Point-per-instance localization data:
====
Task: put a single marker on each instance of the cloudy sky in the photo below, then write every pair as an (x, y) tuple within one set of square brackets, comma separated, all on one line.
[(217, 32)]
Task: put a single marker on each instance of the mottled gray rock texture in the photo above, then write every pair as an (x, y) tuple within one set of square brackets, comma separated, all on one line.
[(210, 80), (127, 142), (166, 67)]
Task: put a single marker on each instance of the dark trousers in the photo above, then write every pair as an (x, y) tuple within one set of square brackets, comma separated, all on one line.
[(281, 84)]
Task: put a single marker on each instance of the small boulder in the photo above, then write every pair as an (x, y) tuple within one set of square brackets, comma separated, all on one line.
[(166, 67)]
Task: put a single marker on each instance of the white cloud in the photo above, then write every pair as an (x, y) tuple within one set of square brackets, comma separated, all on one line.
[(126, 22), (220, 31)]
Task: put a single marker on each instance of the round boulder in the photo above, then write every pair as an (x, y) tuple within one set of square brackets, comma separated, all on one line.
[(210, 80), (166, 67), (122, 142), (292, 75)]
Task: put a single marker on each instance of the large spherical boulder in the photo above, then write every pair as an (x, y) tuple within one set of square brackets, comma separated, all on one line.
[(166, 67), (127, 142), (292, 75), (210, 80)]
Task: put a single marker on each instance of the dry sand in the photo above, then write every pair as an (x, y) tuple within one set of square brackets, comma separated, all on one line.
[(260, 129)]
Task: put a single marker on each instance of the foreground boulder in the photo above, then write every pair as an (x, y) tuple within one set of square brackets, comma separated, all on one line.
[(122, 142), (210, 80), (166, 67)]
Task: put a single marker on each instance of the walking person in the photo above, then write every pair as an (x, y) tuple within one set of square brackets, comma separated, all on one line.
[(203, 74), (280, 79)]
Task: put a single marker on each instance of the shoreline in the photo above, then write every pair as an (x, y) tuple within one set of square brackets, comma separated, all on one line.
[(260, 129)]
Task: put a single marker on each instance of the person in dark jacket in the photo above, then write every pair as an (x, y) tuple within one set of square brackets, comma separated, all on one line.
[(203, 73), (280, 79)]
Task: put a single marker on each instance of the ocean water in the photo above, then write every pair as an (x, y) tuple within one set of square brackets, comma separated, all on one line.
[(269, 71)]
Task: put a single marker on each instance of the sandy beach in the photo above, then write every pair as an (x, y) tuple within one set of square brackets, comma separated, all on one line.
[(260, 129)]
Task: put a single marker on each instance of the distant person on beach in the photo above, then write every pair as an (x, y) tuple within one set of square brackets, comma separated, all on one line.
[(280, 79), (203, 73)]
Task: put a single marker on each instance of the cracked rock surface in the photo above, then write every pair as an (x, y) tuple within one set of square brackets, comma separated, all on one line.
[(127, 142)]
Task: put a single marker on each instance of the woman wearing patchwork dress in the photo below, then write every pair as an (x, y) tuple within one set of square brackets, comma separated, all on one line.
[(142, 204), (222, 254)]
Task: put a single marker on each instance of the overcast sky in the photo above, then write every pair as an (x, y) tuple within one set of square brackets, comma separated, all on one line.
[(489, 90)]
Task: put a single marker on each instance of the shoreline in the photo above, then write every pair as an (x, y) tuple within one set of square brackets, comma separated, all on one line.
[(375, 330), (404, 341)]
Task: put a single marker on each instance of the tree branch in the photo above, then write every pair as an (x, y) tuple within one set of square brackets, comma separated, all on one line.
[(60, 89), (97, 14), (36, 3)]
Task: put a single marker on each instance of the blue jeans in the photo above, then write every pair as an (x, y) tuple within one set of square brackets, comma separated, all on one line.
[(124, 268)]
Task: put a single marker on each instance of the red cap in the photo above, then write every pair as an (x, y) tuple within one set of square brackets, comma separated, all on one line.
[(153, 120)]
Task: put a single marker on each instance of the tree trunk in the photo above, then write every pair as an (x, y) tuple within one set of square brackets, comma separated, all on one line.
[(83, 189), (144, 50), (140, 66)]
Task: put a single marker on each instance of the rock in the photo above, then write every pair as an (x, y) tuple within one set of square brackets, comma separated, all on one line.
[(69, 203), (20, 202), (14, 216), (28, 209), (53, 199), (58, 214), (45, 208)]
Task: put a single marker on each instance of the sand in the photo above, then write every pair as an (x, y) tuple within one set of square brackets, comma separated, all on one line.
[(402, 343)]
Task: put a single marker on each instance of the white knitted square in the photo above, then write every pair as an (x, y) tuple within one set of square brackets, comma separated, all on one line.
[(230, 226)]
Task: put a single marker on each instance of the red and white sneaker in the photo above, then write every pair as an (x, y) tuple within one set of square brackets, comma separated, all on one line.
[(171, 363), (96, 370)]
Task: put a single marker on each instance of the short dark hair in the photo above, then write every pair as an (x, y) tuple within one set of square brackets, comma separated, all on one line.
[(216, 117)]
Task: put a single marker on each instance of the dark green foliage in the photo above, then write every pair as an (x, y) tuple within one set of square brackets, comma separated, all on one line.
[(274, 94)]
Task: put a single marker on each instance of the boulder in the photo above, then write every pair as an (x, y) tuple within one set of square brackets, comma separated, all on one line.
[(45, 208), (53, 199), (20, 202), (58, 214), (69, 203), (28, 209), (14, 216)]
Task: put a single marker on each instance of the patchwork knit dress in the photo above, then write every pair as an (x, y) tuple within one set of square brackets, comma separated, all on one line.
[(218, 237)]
====
• EXERCISE OBJECTIVE: Restate the data above exactly, keeping each word as it stands.

• RESPONSE AREA:
Task: put a single marker on each instance of the cloudy sky in the photo below, then write every pair as an (x, y) tuple within one set of square brackets, comma separated, all on one line.
[(217, 32)]
Task: put a single marker on each instance of the mottled gray rock texture in the photo above, then write every pair as an (x, y) tuple within one set of square brackets, comma separated, all on one line.
[(210, 80), (127, 142), (166, 67)]
Task: put a single marker on each instance of the dark trousers in the photo above, then write every pair as an (x, y) tuple within one set of square brackets, comma separated, all on one line.
[(281, 84)]
Task: put a single marker on each instance of the small boulder in the photo above, then write every pair as an (x, y) tuple within one set of square brackets, comma separated, all on one line.
[(166, 67)]
Task: put a single marker on each instance of the white cloud in the photo above, then write every pair as an (x, y) tuple within one set of square brackets, comma separated, all on one line.
[(126, 22), (220, 31)]
Task: put a single marker on each instance of the round boulder in the photo above, then write every pair as an (x, y) tuple within one set of square brackets, comma separated, all on one line.
[(210, 80), (166, 67), (122, 142), (292, 75)]
Task: put a single marker on each instance of the large spherical boulder in the photo above, then write every pair as an (x, y) tuple within one set of square brackets, comma separated, all on one line.
[(166, 67), (127, 142), (292, 75), (210, 80)]
Task: put a single marker on each instance of the dry sand in the photo above, then write every pair as an (x, y) tuple within one set of square brackets, comma separated, all on one line.
[(260, 129)]
Task: put a single marker on each instance of the foreground boulder in the photo above, then write every pair as an (x, y) tuple within one set of square brackets, comma separated, all on one line.
[(122, 142), (210, 80), (166, 67)]
Task: put a single marker on each instance of the walking person in the photo above, then write every pair as an (x, y) tuple within one set of square brackets, comma separated, all on one line.
[(203, 74), (280, 79)]
Task: put a single marker on each instance of the shoreline in the photo above, then write every pair as an (x, y) tuple within one set of square brackets, comma separated, all on one line.
[(260, 129)]
Task: put a single marker on each instance of the person in dark jacket in the photo above, then write every pair as an (x, y) tuple within one set of square brackets, comma separated, all on one line.
[(203, 73), (280, 79)]
Task: put a single marker on each instance of the ocean water in the photo above, then write every pair as an (x, y) tuple within one set of square brackets, comma separated, all on one line.
[(269, 71)]
Task: put a single marker on each instance of the sandy beach in the photo above, then write every pair as an (x, y) tuple within one set of square brackets, comma separated, all on one line.
[(260, 129)]
Task: put a single marker on each instance of the distant person on beach in the photo above, then write every pair as an (x, y) tuple within one set of square brackets, comma separated, all on one line.
[(280, 79), (203, 73)]
Task: put a single marker on each instance of the cracked rock surface in the photo above, then write every pair as an (x, y) tuple within one set of square brackets, comma separated, all on one line.
[(127, 142)]
Task: put a single marker on each instance of the woman wearing patchwork dress in the photo below, then write every pair as an (x, y) tuple within one set of square brackets, comma separated, all on one line.
[(142, 204), (222, 254)]
Task: put a single marker on each instance of the overcast sky in the photo above, then write every pair as an (x, y) tuple within one set of square brackets, comma separated, all on one line.
[(489, 90)]
Task: put a single marker on each instance of the shoreline in the photo above, then write every pair as an (x, y) tuple within one set of square brackets, comma separated, all on one line.
[(375, 330), (404, 341)]
Task: put a single marker on each instance of the tree branch in the photo above, then write every pair as an (x, y) tuple within one set of square brackets, comma separated, all on one line.
[(60, 89), (97, 14), (36, 3)]
Task: put a single marker on each instance of the blue jeans in the photo above, then write every pair as an (x, y) tuple within one set of square brackets, comma separated, all on one line.
[(124, 268)]
Task: put a single marker on each instance of the red cap in the photo above, then write every pair as an (x, y) tuple within one set of square brackets, comma separated, all on one line.
[(153, 120)]
Task: put a single marker on each instance of the tree trunk in the photo above, then write every pair as an (x, y) tuple within one set of square brackets, comma separated, all on one line.
[(83, 189), (144, 50), (140, 66)]
Task: put a single marker on each instance of the rock in the photo above, then write every pair as an (x, y) tuple within one set of square brackets, comma separated, all on one line.
[(69, 203), (20, 202), (14, 216), (28, 209), (53, 199), (58, 214), (45, 208)]
Task: put a single marker on each instance of the sand in the photo above, then write every pair as an (x, y) tuple within one set of square brackets, comma separated, all on one line.
[(402, 343)]
Task: put a single marker on each instance of the white knitted square in the photo above, then write every pair as an (x, y) tuple within one set of square brackets, comma separated, all on one line.
[(230, 226)]
Task: put a single marker on each instance of the red and white sneaker in the photo above, then write every pair as an (x, y) tuple within one set of square brackets, comma separated, all on one line.
[(171, 363), (96, 370)]
Task: put a single marker on each instance of the short dark hair in the photo above, then write every pair as an (x, y) tuple within one set of square brackets, comma separated, all on one line.
[(216, 117)]
Task: put a single marker on each instance of the dark green foliage in the photo above, then write every pair as an (x, y) tuple within one set of square brackets, comma separated, all on one line.
[(274, 94)]
Task: put a single marker on each instance of the boulder in the photo above, then write every pair as an (x, y) tuple within one set of square brackets, comma separated, all on one line.
[(45, 208), (53, 199), (20, 202), (58, 214), (69, 203), (28, 209), (14, 216)]
Task: put a single marker on each instance of the patchwork knit dress in the photo above, then write every pair as an (x, y) tuple within one set of square brackets, comma separated, all on one line.
[(218, 237)]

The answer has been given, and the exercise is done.